What is asked:
Leave out the pictures and copy everything else below exactly.

Entries supplied:
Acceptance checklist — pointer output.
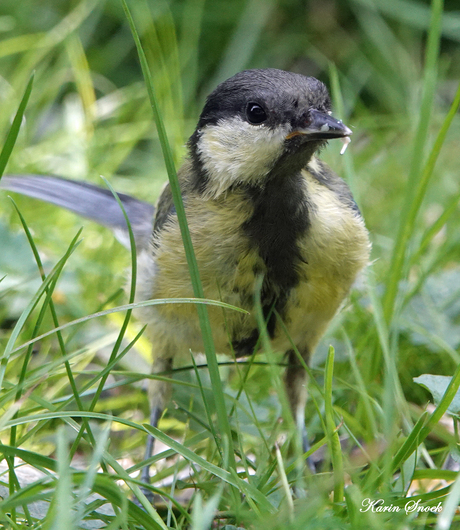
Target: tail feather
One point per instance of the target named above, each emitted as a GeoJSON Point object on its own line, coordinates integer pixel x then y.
{"type": "Point", "coordinates": [90, 201]}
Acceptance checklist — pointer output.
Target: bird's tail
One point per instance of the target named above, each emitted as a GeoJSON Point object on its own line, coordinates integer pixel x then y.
{"type": "Point", "coordinates": [90, 201]}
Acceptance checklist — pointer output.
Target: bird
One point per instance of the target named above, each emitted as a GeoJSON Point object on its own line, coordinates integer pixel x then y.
{"type": "Point", "coordinates": [262, 209]}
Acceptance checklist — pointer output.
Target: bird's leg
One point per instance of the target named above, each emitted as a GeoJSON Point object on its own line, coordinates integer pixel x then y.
{"type": "Point", "coordinates": [159, 392]}
{"type": "Point", "coordinates": [295, 380]}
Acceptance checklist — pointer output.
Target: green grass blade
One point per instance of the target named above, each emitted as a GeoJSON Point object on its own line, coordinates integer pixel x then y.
{"type": "Point", "coordinates": [333, 435]}
{"type": "Point", "coordinates": [15, 127]}
{"type": "Point", "coordinates": [415, 186]}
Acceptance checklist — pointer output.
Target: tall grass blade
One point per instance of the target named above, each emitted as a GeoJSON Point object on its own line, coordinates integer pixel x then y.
{"type": "Point", "coordinates": [15, 127]}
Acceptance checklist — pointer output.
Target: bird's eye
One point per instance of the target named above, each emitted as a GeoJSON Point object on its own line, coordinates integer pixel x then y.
{"type": "Point", "coordinates": [255, 113]}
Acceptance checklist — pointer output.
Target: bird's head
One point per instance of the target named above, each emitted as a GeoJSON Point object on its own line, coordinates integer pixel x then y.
{"type": "Point", "coordinates": [260, 123]}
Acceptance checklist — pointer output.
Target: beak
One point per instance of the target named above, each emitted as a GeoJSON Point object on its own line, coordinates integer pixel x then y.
{"type": "Point", "coordinates": [319, 125]}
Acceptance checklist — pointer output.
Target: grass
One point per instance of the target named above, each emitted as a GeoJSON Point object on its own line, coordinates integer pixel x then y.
{"type": "Point", "coordinates": [71, 393]}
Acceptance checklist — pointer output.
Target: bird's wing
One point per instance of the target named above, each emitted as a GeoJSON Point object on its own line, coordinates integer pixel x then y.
{"type": "Point", "coordinates": [90, 201]}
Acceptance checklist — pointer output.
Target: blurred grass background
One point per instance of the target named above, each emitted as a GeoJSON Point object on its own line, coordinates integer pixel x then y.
{"type": "Point", "coordinates": [89, 115]}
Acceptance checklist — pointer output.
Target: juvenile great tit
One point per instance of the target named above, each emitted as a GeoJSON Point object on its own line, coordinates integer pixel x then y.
{"type": "Point", "coordinates": [258, 204]}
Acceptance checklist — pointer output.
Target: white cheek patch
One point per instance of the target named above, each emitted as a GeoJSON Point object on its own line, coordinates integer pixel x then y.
{"type": "Point", "coordinates": [234, 151]}
{"type": "Point", "coordinates": [345, 140]}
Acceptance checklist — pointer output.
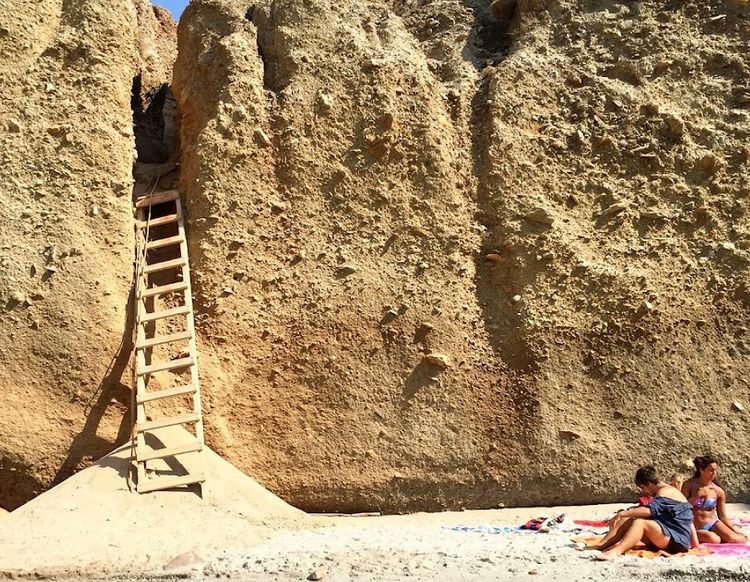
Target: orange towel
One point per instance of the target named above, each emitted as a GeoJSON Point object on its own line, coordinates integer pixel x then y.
{"type": "Point", "coordinates": [640, 550]}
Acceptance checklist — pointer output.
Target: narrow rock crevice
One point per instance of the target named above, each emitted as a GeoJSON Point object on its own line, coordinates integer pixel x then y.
{"type": "Point", "coordinates": [154, 122]}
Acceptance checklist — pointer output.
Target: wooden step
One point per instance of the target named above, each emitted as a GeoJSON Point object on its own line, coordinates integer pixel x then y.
{"type": "Point", "coordinates": [161, 483]}
{"type": "Point", "coordinates": [168, 421]}
{"type": "Point", "coordinates": [182, 310]}
{"type": "Point", "coordinates": [147, 454]}
{"type": "Point", "coordinates": [164, 242]}
{"type": "Point", "coordinates": [162, 289]}
{"type": "Point", "coordinates": [166, 393]}
{"type": "Point", "coordinates": [164, 265]}
{"type": "Point", "coordinates": [162, 220]}
{"type": "Point", "coordinates": [163, 339]}
{"type": "Point", "coordinates": [156, 198]}
{"type": "Point", "coordinates": [170, 365]}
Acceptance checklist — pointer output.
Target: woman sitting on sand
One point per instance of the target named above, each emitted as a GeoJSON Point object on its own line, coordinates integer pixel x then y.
{"type": "Point", "coordinates": [709, 504]}
{"type": "Point", "coordinates": [666, 523]}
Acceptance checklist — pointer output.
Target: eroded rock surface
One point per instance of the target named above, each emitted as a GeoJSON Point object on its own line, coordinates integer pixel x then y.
{"type": "Point", "coordinates": [66, 245]}
{"type": "Point", "coordinates": [445, 254]}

Result for this task:
Acceptance checklist — pointer output.
Target: tail feather
One point per instance of the target named above, each emitted as a GeoJSON Point object on its own line, coordinates integer pixel x then y.
{"type": "Point", "coordinates": [90, 201]}
Acceptance checklist — pointer output.
Target: bird's tail
One point per instance of the target named above, each emitted as a GeoJSON Point object on its own line, coordinates integer pixel x then y.
{"type": "Point", "coordinates": [90, 201]}
Acceptance checklist — pointer output.
Target: bird
One point per instance of the target named above, each emitted as a GeoJSON Point object on its own line, coordinates integer pixel x then y.
{"type": "Point", "coordinates": [262, 209]}
Acceptance checklist — pointer output.
Target: bird's leg
One point per instance of the target named above, each emitted as a GeoJSON Point object on its own line, coordinates integer pixel x then y.
{"type": "Point", "coordinates": [159, 392]}
{"type": "Point", "coordinates": [295, 380]}
Acceptance checklist — pointer output.
Target: green grass blade
One point per instance of the target named above, each emitted as a GeoJSON Point object on its own line, coordinates integer pixel x then y.
{"type": "Point", "coordinates": [333, 435]}
{"type": "Point", "coordinates": [15, 127]}
{"type": "Point", "coordinates": [415, 186]}
Acceptance checklist — pointer output.
Target: tall grass blade
One point per instance of the target named above, each emitted as a GeoJSON Point object on its own line, coordinates integer pixel x then y.
{"type": "Point", "coordinates": [15, 127]}
Acceptance checklist — pointer output.
Target: bird's eye
One point per instance of the target named above, each emitted as a GeoJSON Point object on its own line, coordinates integer pixel x then y.
{"type": "Point", "coordinates": [255, 113]}
Acceptance checklist — pointer output.
Target: bird's head
One point per instance of the target named above, each emitted as a GeoJSON Point object on its own line, coordinates integer pixel x then y.
{"type": "Point", "coordinates": [260, 123]}
Acceptance checklist — pointer output.
Target: beak
One point per instance of the target named above, each emitted as a GeoJSON Point object on its own line, coordinates integer pixel x then y.
{"type": "Point", "coordinates": [319, 125]}
Acceptance checklist — pointer output.
Target: grass
One point per instance of the target named above, each emitted as a GeoJSON Point object on its own line, coordinates integer pixel x then y.
{"type": "Point", "coordinates": [71, 393]}
Acceptance checklist — pointer output.
Target: bird's wing
One point per instance of the target named above, each emitted as a GeoJSON Point object on its own line, coordinates integer pixel x then y.
{"type": "Point", "coordinates": [90, 201]}
Acceptance checklist — pointer output.
Target: blurred grass background
One point per instance of the target named above, each emitted as a GeoJSON Point object on its own line, coordinates integer pixel x then y.
{"type": "Point", "coordinates": [89, 115]}
Acceptance checklist — pointer output.
Target: juvenile great tit
One point per instance of the target named above, each emitted as a GeoJSON Point object on its own line, coordinates integer pixel x then y.
{"type": "Point", "coordinates": [258, 204]}
Acceptance checklist — pointer output.
Target: white cheek patch
One point per instance of the target named above, each emitted as a GeoJSON Point object on its own line, coordinates integer pixel x then y.
{"type": "Point", "coordinates": [234, 151]}
{"type": "Point", "coordinates": [345, 140]}
Acceptance checklist — pointer output.
Target: orange towel
One point per instance of the target named above, each emitted as a GeoJSON Point object on its own line, coordinates integer pixel x then y.
{"type": "Point", "coordinates": [640, 550]}
Acceptance checklist — pointer output.
Target: narrow rock crevice
One point per instance of the target named above, each emitted as a GeoJSON Point object on its own line, coordinates integer pixel x then y.
{"type": "Point", "coordinates": [154, 122]}
Acceptance checklist — pointer output.
Target: wooden step
One point per instance of the target named above, each emitted as a GeoJSON Point object on its own line, coordinates integer pixel x then y.
{"type": "Point", "coordinates": [161, 483]}
{"type": "Point", "coordinates": [168, 421]}
{"type": "Point", "coordinates": [182, 310]}
{"type": "Point", "coordinates": [147, 454]}
{"type": "Point", "coordinates": [164, 242]}
{"type": "Point", "coordinates": [162, 289]}
{"type": "Point", "coordinates": [166, 393]}
{"type": "Point", "coordinates": [164, 265]}
{"type": "Point", "coordinates": [162, 220]}
{"type": "Point", "coordinates": [163, 339]}
{"type": "Point", "coordinates": [156, 198]}
{"type": "Point", "coordinates": [170, 365]}
Acceptance checklist — pointer output.
Target: woman sitting on sand
One point per instance of the target named above, each emitted as a GeoJSON Point object on its own line, coordinates integer pixel x then y.
{"type": "Point", "coordinates": [709, 504]}
{"type": "Point", "coordinates": [666, 523]}
Acceptance checklist — pointer output.
Target: eroded rock surface
One point per instance of the target named above, each emitted as a GeoJSON Point object on its own line, coordinates integer pixel x then y.
{"type": "Point", "coordinates": [66, 245]}
{"type": "Point", "coordinates": [445, 254]}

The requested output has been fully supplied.